Data listing:
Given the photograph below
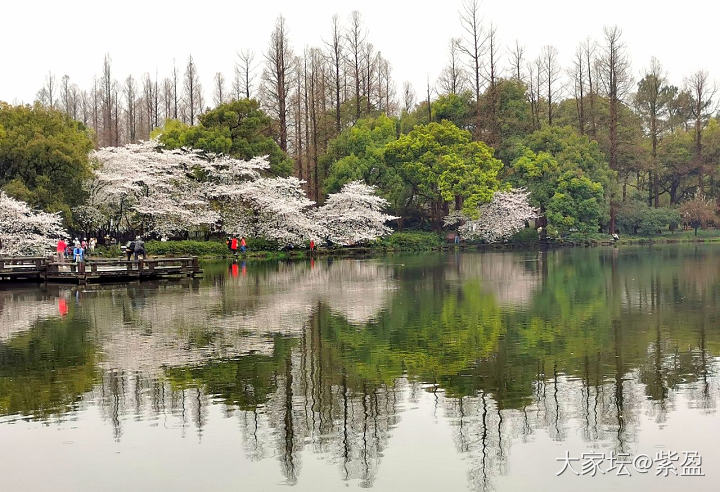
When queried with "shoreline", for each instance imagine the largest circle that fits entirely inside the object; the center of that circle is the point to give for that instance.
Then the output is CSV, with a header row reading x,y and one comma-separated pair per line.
x,y
370,251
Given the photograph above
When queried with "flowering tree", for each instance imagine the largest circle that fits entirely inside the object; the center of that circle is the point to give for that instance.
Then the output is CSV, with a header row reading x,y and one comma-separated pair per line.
x,y
24,231
505,215
168,188
271,208
354,215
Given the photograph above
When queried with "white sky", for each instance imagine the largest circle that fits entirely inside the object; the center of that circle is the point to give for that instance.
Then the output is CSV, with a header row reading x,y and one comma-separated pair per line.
x,y
72,36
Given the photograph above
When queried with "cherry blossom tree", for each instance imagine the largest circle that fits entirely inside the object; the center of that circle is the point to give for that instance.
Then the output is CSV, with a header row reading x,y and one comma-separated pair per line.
x,y
163,191
354,215
24,231
497,220
275,209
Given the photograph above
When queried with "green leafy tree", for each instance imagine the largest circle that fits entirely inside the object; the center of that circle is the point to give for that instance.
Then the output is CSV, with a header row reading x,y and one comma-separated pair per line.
x,y
577,206
698,212
238,128
358,153
440,164
636,217
514,116
457,108
548,159
43,157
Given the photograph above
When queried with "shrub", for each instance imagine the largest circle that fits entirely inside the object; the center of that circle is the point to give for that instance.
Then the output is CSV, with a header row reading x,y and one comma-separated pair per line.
x,y
635,217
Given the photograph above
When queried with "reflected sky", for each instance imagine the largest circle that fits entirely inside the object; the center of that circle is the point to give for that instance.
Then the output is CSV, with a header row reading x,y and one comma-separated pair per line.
x,y
462,371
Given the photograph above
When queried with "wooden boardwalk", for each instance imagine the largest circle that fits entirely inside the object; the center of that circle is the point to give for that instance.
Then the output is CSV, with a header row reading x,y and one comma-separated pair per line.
x,y
44,269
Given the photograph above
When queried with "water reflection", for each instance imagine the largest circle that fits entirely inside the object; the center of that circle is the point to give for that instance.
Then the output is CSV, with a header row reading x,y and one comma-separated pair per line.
x,y
327,359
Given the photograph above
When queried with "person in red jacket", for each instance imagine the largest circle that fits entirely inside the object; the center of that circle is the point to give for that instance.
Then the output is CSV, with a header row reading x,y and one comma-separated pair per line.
x,y
61,250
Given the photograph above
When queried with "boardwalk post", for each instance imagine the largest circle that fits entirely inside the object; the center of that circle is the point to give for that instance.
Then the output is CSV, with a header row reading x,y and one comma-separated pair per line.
x,y
48,270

Work to do: Pull out every line of the rows above that contains the string "boardwalk", copying each one in full.

Solution below:
When queried with "wooden boardwalk", for each instance imagine the largest circle that fits entirely inside the object; the center of that circle is the point to give for that instance.
When queried with "boardwalk post", for each instance imagine the largest circle that fits entirely inside the object; the center of that circle is the point to give for that instance.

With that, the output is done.